**Instructions to follow:**
Copy out the stretch from the line containing "the bird's head." through the line containing "Query: bird's head", swapping "marker" for "pin" and leaving everything else unchanged.

**Information provided:**

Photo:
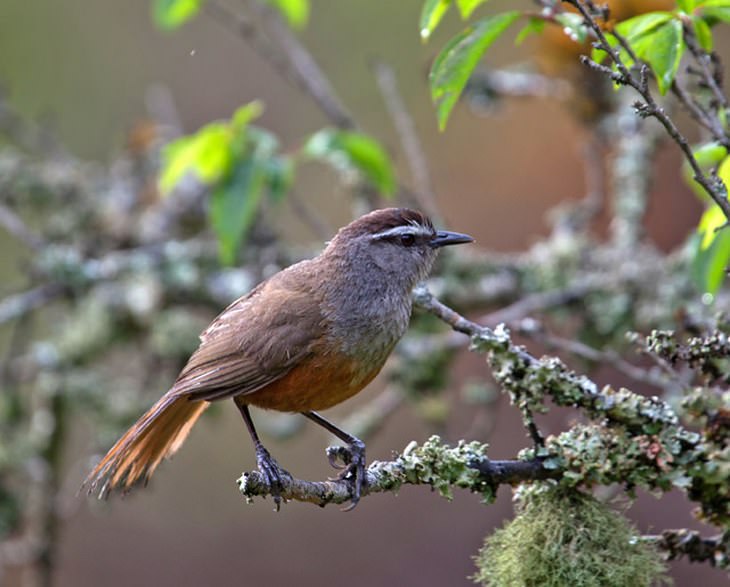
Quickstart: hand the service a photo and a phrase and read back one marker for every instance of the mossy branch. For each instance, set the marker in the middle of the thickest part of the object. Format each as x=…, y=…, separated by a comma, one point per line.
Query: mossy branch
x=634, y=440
---
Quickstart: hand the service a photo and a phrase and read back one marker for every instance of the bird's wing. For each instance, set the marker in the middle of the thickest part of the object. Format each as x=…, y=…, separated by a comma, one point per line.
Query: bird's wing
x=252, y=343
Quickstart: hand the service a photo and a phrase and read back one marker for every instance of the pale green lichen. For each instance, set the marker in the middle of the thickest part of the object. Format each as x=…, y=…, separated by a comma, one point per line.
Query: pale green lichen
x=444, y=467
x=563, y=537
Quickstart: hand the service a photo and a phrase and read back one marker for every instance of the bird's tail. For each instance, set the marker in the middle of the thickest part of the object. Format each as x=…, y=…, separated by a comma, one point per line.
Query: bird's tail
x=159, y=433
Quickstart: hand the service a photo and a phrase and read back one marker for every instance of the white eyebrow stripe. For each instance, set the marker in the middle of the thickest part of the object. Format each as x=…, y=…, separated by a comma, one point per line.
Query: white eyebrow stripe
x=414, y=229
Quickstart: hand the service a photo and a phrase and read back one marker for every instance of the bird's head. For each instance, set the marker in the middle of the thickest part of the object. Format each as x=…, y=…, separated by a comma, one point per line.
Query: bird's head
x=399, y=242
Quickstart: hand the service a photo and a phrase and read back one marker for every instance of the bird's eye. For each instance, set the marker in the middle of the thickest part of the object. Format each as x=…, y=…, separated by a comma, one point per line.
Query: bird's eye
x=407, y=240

**Task result:**
Quickstart: hand the service a photo and a phrase and read back one pin for every instance of the bird's head. For each instance, set the pin in the middle of the thickest part of the object. Format each as x=…, y=…, separated by a comma, one point per line.
Query: bird's head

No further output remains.